To do:
- A) In the Coastal Bend passage below, which congressional district mainly represents the area?
- B) Reproduce the stretch of the Coastal Bend passage below that opens with the words containing "The Texas Coastal Bend is" and closes with "National Estuary Program.".

======== Passage ========

The Coastal Bend is a habitat for many types of vegetation and wildlife. Aransas National Wildlife Refuge is among the most prominent centers for wildlife in the United States. Wildlife found in the area includes the rare whooping crane, American alligator, Mexican long-nosed armadillo, West Indian manatee, and numerous other species of wildlife.

The Texas Coastal Bend is an area of demarcation between ranges of various vegetative species. For example, the California fan palm (Washingtonia filifera) is found only west of the Texas Coastal Bend, or more specifically the Balcones Fault.

==Estuaries==
Two of the major estuary systems of Texas are found along the coastal bend: the Nueces Estuary (Corpus Christi Bay) and the Mission–Aransas Estuary (Aransas Bay). The United States Environmental Protection Agency has designated these Texas Coastal Bend Estuaries as an estuary system of national significance under the National Estuary Program.

== Recreation and tourism ==
The Coastal Bend is a major destination for tourism, water recreation, and nature exploration.

=== Beaches ===

==== National and state parks ====

- Padre Island National Seashore
- Mustang Island State Park

==== Local beaches ====

- North Packery Channel Beach
- Michael J. Ellis Beach & Seawall
- Whitecap Beach
- Padre Balli Park
- South Packery Channel Beach
- Newport Pass Beach
- North Beach
- McGee Beach
- Rockport Beach

=== Nature and hiking trails ===

==== Preserves and refuges ====

- Oso Bay Wetlands Preserve
- Aransas National Wildlife Refuge Trails
- Hans and Pat Suter Wildlife Refuge

==== Botanical and wildlife parks ====

- South Texas Botanical Gardens and Nature Center
- Grasslands Nature Trail
- Hazel Bazemore County Park
- Charlie's Pasture
- Blucher Park
- Lake Corpus Christi State Park

== Government ==
Government in the Coastal Bend consists of federal, state, regional, and county representation. These structures of government work together to ensure that the Coastal Bend region's needs are addressed at every level of policy-making.

=== Federal and state representation ===
The U.S. Congress and the Texas Legislature represent the United States and Texas, respectively. The Coastal Bend is in both federal and state jurisdiction and, therefore, is represented by them.

==== Federal ====
The U.S. Congressional Districts in the area are primarily represented by Texas's 27th Congressional District. This district includes the Coastal Bend counties of Aransas, Bee, Nueces, Refugio, and San Patricio. This district has been represented by Michael Cloud (Republican) since July 10, 2018. Like all of Texas, the region is represented by U.S. Senators John Cornyn (Republican), since 2002, and Ted Cruz (Republican), since 2013.

======== Available data ========

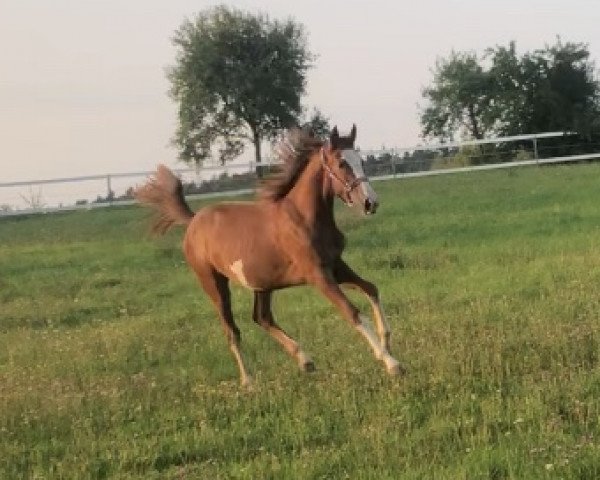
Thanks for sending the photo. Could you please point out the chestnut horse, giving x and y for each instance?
(287, 237)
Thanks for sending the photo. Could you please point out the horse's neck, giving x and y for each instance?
(313, 197)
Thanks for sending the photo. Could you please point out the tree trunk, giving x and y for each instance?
(256, 140)
(474, 123)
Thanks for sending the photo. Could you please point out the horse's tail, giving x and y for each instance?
(164, 192)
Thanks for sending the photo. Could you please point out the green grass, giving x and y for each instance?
(113, 365)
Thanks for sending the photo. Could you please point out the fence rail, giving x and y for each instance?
(236, 179)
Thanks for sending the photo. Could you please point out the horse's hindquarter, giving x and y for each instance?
(240, 240)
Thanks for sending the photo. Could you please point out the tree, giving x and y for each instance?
(546, 90)
(550, 89)
(238, 77)
(459, 98)
(318, 124)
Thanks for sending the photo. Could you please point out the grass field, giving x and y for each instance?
(113, 364)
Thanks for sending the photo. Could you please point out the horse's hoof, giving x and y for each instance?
(396, 370)
(308, 367)
(247, 383)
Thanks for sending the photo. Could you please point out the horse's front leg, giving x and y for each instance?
(346, 277)
(325, 282)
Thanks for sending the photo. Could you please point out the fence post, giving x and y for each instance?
(108, 189)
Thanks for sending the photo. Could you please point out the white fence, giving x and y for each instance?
(41, 196)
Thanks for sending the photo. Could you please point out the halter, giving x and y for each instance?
(348, 186)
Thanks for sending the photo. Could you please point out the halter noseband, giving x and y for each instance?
(348, 186)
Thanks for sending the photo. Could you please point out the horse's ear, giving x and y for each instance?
(334, 138)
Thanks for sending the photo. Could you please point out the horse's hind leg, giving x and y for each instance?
(216, 286)
(264, 317)
(346, 277)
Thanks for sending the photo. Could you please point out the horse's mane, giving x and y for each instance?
(293, 151)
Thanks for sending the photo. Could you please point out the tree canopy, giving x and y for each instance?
(501, 93)
(238, 78)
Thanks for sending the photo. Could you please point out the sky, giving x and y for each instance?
(83, 87)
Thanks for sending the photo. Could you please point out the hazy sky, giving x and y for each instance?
(83, 87)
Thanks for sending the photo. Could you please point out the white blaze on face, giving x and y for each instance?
(354, 160)
(237, 268)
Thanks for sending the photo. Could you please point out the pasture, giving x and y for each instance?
(113, 364)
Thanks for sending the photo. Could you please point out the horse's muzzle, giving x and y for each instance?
(370, 206)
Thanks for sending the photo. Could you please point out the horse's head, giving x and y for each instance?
(344, 166)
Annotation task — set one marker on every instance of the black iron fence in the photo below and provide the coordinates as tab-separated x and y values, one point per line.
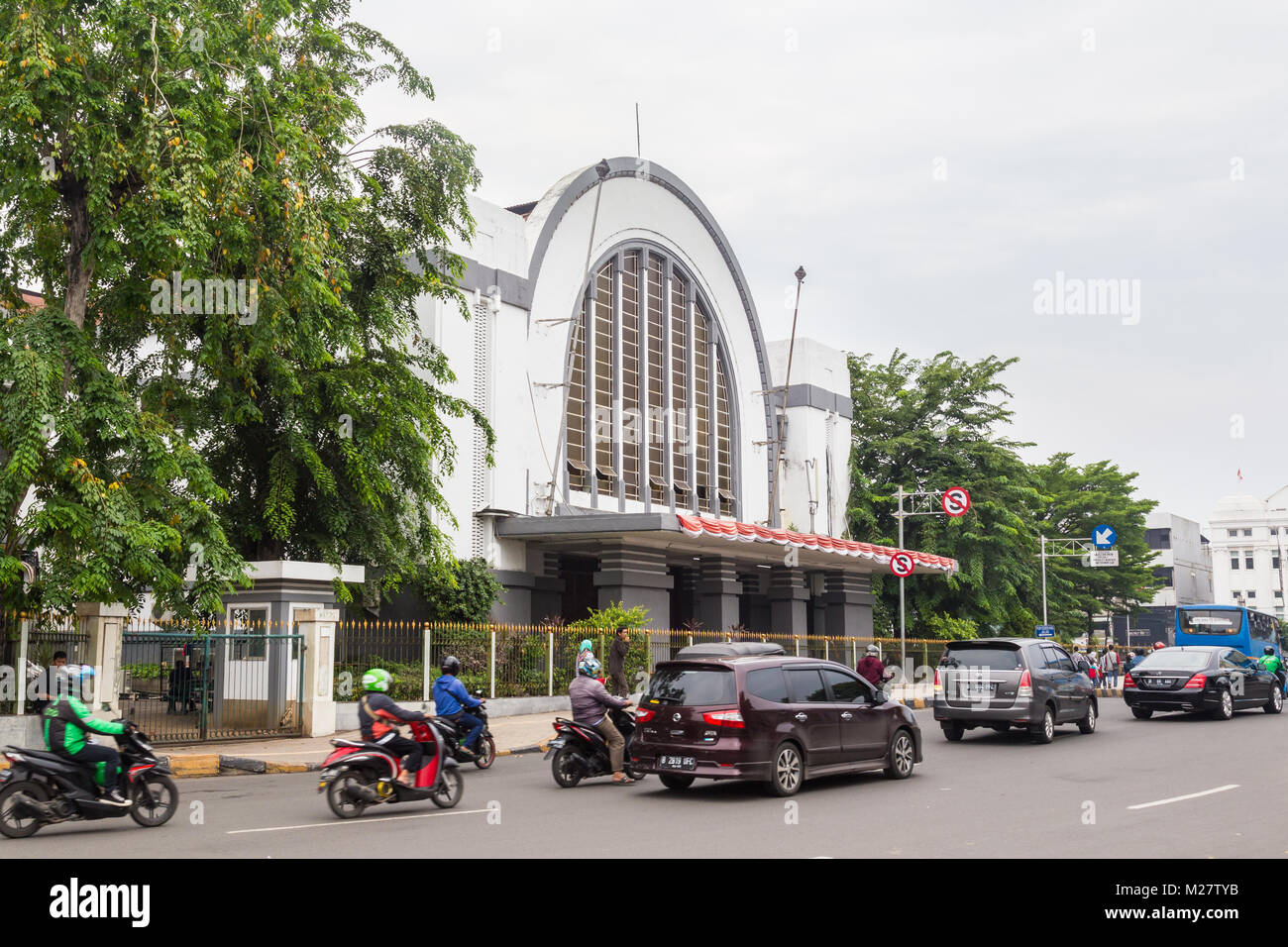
192	684
31	646
532	661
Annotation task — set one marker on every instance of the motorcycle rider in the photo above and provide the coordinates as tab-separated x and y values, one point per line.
589	701
1274	664
378	718
65	722
451	698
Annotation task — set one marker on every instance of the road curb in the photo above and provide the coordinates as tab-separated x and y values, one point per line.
518	750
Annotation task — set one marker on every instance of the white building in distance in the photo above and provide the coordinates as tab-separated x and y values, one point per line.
1248	538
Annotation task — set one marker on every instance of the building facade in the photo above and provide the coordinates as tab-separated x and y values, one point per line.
1248	538
1183	560
616	348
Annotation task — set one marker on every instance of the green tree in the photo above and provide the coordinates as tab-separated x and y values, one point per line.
115	499
1074	501
463	591
932	424
220	144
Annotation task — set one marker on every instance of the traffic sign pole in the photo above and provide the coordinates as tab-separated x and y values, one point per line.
903	641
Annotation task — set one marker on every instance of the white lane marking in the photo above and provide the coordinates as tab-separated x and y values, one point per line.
1181	799
356	821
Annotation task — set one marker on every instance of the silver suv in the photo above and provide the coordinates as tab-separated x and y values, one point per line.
1012	682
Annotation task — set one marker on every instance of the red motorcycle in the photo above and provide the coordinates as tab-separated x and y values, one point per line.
359	775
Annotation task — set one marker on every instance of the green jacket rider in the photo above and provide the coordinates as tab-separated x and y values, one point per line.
65	723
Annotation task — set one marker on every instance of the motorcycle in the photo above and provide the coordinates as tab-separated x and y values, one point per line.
454	733
580	751
360	775
40	789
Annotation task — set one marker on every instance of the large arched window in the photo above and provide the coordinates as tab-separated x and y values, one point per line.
648	412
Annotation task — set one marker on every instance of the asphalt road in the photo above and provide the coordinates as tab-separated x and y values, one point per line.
990	795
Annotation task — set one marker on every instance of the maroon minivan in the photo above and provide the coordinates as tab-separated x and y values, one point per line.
750	711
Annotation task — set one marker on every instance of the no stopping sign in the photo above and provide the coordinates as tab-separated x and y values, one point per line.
956	501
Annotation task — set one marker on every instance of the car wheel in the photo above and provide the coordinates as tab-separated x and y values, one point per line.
789	771
1276	701
675	781
1044	731
1225	709
901	757
1089	723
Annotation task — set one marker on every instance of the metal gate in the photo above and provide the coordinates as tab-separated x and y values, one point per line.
187	688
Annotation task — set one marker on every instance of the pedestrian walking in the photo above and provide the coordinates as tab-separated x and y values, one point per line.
617	661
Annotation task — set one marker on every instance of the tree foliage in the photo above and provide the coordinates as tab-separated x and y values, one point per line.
217	146
938	423
931	425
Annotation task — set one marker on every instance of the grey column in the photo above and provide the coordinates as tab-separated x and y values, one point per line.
758	604
548	589
635	577
717	592
789	595
848	598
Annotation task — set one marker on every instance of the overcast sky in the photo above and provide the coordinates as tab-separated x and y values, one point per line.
928	163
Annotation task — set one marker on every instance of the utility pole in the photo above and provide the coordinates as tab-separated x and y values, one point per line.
922	505
782	408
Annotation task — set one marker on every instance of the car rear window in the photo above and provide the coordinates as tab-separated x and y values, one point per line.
768	684
1173	660
992	659
692	686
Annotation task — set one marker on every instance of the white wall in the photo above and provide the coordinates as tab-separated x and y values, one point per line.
1248	514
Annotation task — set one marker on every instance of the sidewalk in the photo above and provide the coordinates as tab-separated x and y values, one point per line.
524	733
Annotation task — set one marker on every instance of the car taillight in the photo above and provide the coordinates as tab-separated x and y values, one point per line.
725	718
1025	686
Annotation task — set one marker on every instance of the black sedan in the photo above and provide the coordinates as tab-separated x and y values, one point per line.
1219	681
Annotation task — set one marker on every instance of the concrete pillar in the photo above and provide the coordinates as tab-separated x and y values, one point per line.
848	598
546	589
789	596
635	577
317	665
103	626
717	592
514	605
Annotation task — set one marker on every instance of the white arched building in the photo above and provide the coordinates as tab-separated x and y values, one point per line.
616	348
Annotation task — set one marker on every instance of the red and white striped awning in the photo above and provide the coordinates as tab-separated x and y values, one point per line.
746	532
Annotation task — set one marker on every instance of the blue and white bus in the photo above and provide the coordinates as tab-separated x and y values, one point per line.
1233	626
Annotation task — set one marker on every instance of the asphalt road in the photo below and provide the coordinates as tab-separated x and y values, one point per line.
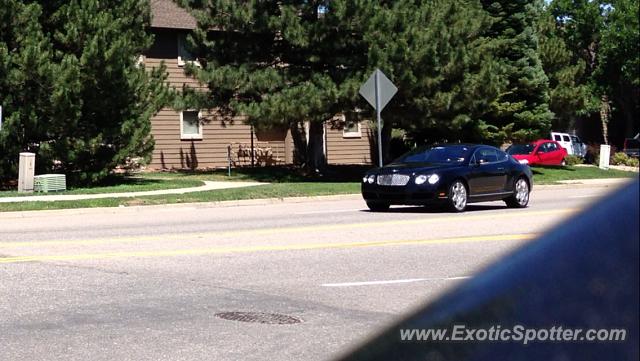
149	283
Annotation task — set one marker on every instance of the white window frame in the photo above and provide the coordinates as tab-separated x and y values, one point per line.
182	62
348	134
140	61
184	136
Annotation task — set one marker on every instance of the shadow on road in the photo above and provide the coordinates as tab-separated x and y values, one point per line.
434	209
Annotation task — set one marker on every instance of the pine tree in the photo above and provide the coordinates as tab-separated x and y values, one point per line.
569	96
276	63
77	98
522	111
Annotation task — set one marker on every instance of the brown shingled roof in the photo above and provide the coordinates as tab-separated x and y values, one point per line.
167	14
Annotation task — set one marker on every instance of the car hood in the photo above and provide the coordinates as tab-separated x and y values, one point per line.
522	156
408	168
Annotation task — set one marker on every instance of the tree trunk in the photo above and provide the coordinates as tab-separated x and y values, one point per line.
605	112
315	150
387	128
299	137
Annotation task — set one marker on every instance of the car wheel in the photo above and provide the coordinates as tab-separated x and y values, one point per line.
378	206
520	197
457	196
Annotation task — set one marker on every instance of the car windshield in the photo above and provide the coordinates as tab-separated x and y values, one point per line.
520	149
449	154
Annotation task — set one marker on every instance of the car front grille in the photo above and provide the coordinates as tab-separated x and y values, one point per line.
393	180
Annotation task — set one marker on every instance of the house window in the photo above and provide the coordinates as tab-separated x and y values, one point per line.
190	125
351	129
184	56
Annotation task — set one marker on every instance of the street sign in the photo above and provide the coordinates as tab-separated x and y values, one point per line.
378	91
386	92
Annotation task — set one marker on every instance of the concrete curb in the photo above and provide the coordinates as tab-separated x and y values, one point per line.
207	186
198	205
594	183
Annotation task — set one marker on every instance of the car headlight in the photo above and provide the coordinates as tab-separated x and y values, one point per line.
420	179
432	179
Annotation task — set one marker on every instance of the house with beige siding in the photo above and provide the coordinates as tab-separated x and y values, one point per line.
196	139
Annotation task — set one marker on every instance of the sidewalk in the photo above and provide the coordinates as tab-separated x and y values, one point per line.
208	186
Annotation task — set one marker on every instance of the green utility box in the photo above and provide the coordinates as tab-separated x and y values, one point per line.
50	183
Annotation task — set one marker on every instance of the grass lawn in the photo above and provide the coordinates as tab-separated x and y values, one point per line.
551	175
275	190
121	184
284	182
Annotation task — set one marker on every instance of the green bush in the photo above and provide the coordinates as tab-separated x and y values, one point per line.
573	160
619	159
633	162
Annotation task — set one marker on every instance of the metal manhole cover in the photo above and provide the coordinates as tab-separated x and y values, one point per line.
259	317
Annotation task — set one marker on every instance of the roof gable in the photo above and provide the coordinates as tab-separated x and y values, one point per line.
167	14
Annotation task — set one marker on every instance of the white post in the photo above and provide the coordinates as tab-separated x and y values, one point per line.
377	84
605	153
26	172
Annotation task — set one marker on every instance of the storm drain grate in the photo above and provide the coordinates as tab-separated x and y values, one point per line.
259	317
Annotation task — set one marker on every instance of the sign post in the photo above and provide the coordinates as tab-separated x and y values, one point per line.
378	91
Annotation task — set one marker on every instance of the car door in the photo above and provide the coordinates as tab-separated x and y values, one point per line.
556	153
544	154
488	175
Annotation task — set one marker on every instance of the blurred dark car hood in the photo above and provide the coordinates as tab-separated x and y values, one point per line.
405	168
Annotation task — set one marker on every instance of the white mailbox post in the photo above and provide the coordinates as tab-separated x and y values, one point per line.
605	153
26	172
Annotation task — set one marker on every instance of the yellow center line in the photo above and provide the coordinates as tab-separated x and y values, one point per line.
269	231
265	248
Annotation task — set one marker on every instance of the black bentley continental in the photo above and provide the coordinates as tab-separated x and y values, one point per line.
453	175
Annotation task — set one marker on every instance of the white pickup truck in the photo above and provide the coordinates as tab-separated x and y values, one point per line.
571	143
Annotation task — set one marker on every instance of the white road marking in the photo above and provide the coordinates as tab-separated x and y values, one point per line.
330	211
586	196
408	280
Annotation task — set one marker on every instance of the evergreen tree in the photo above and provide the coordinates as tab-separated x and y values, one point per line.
71	90
521	111
443	66
278	63
617	73
605	35
569	97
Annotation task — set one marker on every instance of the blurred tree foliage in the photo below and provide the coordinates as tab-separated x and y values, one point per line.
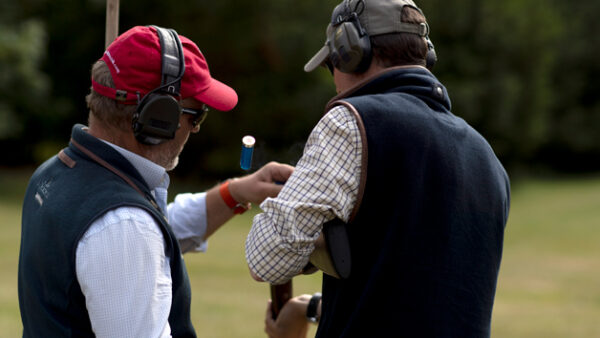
522	72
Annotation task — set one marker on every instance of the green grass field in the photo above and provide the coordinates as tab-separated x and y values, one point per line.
549	282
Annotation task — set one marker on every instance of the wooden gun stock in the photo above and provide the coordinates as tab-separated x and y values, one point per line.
280	294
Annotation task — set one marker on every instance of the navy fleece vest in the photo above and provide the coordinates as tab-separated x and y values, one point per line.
60	204
427	239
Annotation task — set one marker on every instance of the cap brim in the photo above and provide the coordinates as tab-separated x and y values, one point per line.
218	96
317	60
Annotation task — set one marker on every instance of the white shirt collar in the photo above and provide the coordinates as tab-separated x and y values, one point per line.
154	175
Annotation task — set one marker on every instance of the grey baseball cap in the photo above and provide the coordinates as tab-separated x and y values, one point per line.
376	17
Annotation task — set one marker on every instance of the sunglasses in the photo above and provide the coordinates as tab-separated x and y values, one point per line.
199	115
329	65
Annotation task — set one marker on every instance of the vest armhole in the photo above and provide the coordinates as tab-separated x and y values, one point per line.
365	154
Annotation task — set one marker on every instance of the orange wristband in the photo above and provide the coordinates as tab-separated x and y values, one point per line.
238	208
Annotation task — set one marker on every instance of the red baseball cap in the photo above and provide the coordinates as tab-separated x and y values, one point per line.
134	60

========

Responses for each task:
- A) Texas's 27th Congressional District.

- B)
The Texas Coastal Bend is an area of demarcation between ranges of various vegetative species. For example, the California fan palm (Washingtonia filifera) is found only west of the Texas Coastal Bend, or more specifically the Balcones Fault.

==Estuaries==
Two of the major estuary systems of Texas are found along the coastal bend: the Nueces Estuary (Corpus Christi Bay) and the Mission–Aransas Estuary (Aransas Bay). The United States Environmental Protection Agency has designated these Texas Coastal Bend Estuaries as an estuary system of national significance under the National Estuary Program.